_Stated task 1_
Which writers does the passage on picturing God quote by name?

All the great mystics and spiritual formation writers place a great important on building the right narrative –  a true biblical narrative of God in our minds.  A. W. Tozer expressed the importance of it in his classic quote, “What comes into our minds when we think about God is the most important thing about us.”  William Temple said, “If your concept of God is wrong, the more religion you get, the more dangerous you become to yourself and to everyone else.”  Dallas Willard adds his word of warning, “to serve God well we must think straight; and crooked thinking, unintentional or not, always favors evil.  And when crooked thinking gets evaluated into group orthodoxy, whether religious or secular, there is always, quite literally ‘hell to pay.’ That is, hell will take its portion, as it has repeatedly done in the horrors of world history.”[4]

Why is knowing God rightly so critical?

          The picture of God we have in our heads profoundly affects the way we relate to God. If we have a vague, fuzzy and impersonal picture of God, then our relationship with God usually turns out to be vague, fuzzy and impersonal.  Or if we picture God to be against us or always out to get us, it will be highly unlikely that we will want to get too intimate with God. Or if we feel that we have to earn God’s love, then we will spend our lives huffing and puffing trying to put ourselves into God’s good books. It is only by knowing God, correctly, that we can understand correctly how we are to live – what He actually expects from us.

It is also true that our picture of God rubs off on us! We become like the God we worship.  If we believe God is violent, we will tend toward aggression.  If we understand God to be against certain people, we will be opposed to them as well.  If we see God as overly serious, we will most probably come across as heavy ourselves. It would seem that we shape our picture of God and then that picture of God shapes us.

_Given records_
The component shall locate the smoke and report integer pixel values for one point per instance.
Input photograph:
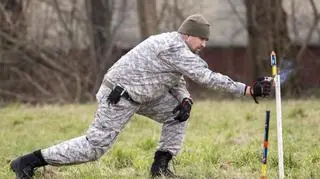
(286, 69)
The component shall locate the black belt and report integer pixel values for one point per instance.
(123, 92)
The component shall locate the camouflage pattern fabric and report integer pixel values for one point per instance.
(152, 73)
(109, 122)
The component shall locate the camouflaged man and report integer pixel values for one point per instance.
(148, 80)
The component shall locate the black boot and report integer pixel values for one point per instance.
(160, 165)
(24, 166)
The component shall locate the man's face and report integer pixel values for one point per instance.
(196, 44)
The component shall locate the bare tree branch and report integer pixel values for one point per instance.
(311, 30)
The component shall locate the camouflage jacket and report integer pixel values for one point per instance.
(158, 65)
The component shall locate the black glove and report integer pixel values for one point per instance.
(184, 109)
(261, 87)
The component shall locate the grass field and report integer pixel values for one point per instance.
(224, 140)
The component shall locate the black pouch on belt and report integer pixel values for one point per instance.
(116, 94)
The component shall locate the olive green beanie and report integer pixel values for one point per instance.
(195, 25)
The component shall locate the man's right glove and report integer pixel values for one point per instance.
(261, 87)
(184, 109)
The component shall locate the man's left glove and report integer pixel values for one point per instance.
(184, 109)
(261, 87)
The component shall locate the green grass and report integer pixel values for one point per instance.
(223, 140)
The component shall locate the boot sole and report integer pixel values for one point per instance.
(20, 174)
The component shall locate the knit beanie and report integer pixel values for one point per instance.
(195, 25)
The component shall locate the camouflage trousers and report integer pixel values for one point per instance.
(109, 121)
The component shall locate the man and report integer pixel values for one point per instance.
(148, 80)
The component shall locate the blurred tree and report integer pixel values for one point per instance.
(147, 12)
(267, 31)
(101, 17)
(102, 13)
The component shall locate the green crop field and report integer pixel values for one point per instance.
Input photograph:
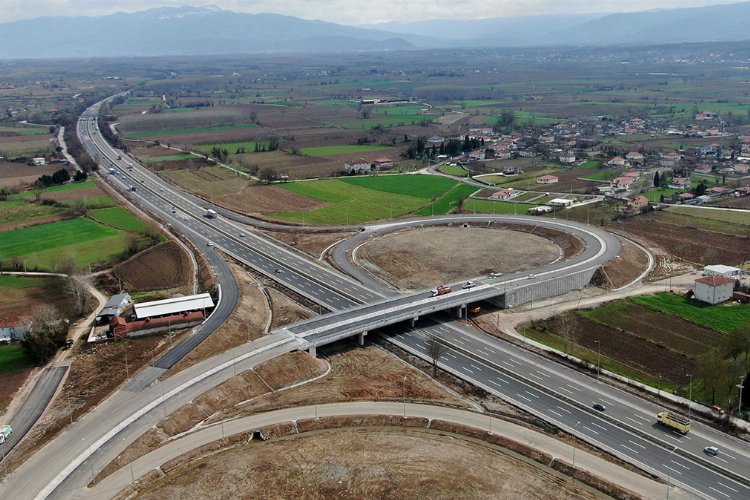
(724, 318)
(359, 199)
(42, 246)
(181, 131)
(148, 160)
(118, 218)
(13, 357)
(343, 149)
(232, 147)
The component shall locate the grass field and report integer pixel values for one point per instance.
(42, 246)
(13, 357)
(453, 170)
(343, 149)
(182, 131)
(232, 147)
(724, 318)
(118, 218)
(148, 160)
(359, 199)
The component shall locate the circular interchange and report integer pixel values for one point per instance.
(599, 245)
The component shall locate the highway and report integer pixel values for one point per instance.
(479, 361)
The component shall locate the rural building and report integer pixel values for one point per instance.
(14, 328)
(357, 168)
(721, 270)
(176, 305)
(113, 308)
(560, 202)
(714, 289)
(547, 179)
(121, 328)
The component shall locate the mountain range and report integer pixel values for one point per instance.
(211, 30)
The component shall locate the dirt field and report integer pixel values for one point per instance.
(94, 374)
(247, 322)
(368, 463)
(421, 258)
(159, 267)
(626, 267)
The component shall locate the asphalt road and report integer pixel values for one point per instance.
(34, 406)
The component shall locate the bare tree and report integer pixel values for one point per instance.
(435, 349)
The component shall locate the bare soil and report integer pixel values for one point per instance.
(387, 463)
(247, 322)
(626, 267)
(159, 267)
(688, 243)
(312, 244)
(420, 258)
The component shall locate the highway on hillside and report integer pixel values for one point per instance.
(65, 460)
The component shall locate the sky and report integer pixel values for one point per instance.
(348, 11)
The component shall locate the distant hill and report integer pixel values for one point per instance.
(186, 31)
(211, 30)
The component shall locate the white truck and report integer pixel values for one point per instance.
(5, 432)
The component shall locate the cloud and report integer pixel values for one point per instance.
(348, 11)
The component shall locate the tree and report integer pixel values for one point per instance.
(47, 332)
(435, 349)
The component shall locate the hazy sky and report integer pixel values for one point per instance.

_Stated task 2_
Which lines of the records contain the string "glove", matching case? Pull each of them out and copy it in full.

_Final answer 1_
A. W. Tozer, William Temple, Dallas Willard

_Final answer 2_
The component shall locate the black glove and report integer pixel values for one point per instance.
The component shall locate the man's right glove and report integer pixel values for one point per instance.
The component shall locate the man's left glove and report integer pixel values for one point per instance.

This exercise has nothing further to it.